* [EXTRAIT DE PAGE]
Les médias face à la révolution numérique

Le vendredi 9 décembre se tenait une conférence organisée par Bycome sur le thème des médias et de leur regard sur le monde numérique. Des journalistes de TF1/LCI (Lauren Malka, auteur de Les journalistes se slashent pour mourir), France Info (Antoine Bayet, directeur de l’information numérique) et du Monde (Jean-Guillaume Santi, responsable de Snapchat Discover) témoignaient de leurs espoirs. Tous racontent l’histoire d’une presse qui court après un monde qu’elle ne comprend plus toujours. D’une presse qui cherche à se réinventer et ne pourra survivre qu’en renouant avec ses valeurs fondamentales : investigation, singularité et éthique.

[Données conservées d'une collection]
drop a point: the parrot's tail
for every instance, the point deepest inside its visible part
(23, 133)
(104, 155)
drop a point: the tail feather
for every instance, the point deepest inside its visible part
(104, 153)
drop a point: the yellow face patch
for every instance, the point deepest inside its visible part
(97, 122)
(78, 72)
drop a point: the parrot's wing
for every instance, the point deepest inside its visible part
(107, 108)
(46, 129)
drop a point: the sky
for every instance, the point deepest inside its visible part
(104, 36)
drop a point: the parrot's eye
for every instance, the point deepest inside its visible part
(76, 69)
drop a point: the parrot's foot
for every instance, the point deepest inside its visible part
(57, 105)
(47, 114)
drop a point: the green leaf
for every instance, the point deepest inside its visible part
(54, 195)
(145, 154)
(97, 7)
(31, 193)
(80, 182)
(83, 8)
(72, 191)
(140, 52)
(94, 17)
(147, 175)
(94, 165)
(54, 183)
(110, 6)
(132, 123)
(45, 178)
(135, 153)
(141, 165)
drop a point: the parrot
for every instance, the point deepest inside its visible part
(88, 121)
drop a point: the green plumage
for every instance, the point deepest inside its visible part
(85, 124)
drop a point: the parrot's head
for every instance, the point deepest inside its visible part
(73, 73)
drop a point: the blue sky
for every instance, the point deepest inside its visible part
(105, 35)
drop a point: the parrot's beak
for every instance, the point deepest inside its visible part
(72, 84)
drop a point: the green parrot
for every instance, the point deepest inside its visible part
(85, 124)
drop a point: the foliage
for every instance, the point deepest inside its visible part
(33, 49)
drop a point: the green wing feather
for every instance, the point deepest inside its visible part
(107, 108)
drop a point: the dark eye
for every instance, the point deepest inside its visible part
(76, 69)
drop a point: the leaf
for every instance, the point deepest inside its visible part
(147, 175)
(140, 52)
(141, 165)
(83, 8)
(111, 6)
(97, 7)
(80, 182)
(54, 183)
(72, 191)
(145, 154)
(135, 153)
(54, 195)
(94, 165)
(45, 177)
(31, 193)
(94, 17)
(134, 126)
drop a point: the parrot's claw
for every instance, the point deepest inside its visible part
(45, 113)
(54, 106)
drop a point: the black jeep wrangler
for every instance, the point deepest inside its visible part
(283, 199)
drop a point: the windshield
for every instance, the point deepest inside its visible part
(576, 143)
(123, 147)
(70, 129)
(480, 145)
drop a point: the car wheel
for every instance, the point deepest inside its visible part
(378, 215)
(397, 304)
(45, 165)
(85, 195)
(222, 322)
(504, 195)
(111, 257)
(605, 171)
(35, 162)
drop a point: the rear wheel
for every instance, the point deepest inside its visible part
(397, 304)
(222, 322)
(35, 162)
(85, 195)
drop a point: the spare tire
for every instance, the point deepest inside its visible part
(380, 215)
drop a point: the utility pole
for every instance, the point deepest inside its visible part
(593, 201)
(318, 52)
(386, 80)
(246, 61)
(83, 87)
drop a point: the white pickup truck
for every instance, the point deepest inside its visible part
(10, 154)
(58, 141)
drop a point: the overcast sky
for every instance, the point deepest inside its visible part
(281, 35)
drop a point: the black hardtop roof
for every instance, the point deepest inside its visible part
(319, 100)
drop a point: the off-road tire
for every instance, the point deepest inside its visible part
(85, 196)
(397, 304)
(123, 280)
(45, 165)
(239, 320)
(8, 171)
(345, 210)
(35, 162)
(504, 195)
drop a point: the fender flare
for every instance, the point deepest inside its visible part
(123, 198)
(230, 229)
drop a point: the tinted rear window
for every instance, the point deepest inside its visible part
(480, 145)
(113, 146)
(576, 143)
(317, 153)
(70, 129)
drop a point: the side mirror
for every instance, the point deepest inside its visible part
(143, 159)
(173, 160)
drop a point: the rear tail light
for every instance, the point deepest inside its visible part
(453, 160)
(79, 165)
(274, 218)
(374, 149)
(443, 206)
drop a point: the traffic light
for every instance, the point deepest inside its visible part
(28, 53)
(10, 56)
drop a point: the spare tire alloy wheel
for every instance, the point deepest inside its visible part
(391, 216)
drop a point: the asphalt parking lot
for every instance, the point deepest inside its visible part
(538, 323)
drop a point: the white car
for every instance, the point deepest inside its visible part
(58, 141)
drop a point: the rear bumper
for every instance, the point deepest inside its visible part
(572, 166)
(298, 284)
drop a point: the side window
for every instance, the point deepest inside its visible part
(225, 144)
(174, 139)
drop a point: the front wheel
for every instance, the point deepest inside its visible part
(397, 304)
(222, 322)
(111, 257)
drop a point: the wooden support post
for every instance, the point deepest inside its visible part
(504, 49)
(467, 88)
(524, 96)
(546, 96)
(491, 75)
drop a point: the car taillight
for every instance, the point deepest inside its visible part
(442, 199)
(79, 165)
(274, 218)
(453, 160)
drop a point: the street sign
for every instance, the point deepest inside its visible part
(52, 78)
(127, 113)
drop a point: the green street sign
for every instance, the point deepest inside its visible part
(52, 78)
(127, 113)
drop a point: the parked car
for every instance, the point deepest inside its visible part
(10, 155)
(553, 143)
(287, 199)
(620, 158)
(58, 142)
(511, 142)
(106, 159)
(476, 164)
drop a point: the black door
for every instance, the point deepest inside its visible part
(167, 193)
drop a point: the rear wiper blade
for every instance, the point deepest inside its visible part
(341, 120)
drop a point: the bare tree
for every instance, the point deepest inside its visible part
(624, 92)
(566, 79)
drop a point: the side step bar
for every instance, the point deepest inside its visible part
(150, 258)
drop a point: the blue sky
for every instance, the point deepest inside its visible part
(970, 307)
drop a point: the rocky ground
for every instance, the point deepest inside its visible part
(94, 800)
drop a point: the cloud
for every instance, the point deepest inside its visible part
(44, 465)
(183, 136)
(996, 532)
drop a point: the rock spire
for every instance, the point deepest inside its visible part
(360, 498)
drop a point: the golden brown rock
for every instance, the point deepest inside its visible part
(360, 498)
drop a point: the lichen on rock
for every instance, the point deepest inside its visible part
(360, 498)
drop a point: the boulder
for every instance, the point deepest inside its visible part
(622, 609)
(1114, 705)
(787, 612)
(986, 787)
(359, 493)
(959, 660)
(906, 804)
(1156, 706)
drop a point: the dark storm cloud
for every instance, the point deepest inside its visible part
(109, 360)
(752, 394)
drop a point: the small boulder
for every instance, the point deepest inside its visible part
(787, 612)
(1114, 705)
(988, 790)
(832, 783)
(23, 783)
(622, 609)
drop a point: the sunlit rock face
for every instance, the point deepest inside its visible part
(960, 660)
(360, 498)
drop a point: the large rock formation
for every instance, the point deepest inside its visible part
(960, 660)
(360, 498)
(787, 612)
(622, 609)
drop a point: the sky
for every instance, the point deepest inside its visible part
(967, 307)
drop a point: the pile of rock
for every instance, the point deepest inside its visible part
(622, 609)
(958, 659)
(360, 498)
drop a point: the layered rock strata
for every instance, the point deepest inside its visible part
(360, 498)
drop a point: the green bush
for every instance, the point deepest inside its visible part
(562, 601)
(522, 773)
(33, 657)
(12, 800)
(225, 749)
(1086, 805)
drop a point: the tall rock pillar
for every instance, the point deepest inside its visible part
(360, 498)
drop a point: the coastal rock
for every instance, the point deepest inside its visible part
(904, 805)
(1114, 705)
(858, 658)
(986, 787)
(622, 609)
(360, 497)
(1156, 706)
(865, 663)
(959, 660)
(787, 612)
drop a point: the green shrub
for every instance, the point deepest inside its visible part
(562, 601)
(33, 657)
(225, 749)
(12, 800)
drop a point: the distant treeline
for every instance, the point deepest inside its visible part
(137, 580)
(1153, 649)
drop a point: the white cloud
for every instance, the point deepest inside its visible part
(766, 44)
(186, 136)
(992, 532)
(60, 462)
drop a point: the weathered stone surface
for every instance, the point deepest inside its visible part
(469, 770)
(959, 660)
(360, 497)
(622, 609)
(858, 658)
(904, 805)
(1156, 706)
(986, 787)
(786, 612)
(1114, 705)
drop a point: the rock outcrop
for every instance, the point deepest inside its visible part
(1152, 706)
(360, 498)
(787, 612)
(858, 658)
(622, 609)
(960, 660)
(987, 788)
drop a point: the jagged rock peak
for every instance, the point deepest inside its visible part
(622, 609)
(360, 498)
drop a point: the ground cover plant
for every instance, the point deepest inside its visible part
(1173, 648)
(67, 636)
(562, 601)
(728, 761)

* [CONSIGNES]
(a) Répondez aux questions suivantes d'après l'extrait sur les médias et le numérique.
(i) Quel jour la conférence s'est-elle tenue ?
(ii) Qui a organisé cette conférence ?
(iii) Quelles sont les trois valeurs fondamentales avec lesquelles la presse doit renouer pour survivre ?
(b) Prolongez l'extrait sur les médias et le numérique en reprenant après sa dernière phrase.

* [RÉPONSES PAR CONSIGNE]
(a)
(i) Le vendredi 9 décembre.
(ii) Bycome.
(iii) L'investigation, la singularité et l'éthique.

(b)
Long live the print

Nous sommes en 2016 et la presse papier existe toujours, bonsoir. Les plus téméraires osent même lancer de nouveaux projets. Lauren Malka cite ainsi l’exemple de Transfuges, magazine culturel qui vient de fêter son centième numéro et tire à 60 000 exemplaires tandis que la réduction des ventes du Canard Enchaîné s’est inversée ces dernières années après une chute brutale. Antoine Bayet relève d’ailleurs que les brèves historiques de la page 2 d’environ 300 à 400 signes trouvent un écho amusant avec les tweets de 140 caractères. Plusieurs exemples de succès de lancements récents auraient pu être cités lors de cette table-ronde, notamment ceux de Frank Annese avec So Foot et ses déclinaisons (So Film, etc.). La presse papier peut encore conquérir des niches comme le rappelle Antoine Bayet. Il résume de façon limpide la nouvelle problématique de la presse papier , il s’agit moins d’une question de support que de modèle économique et publicitaire.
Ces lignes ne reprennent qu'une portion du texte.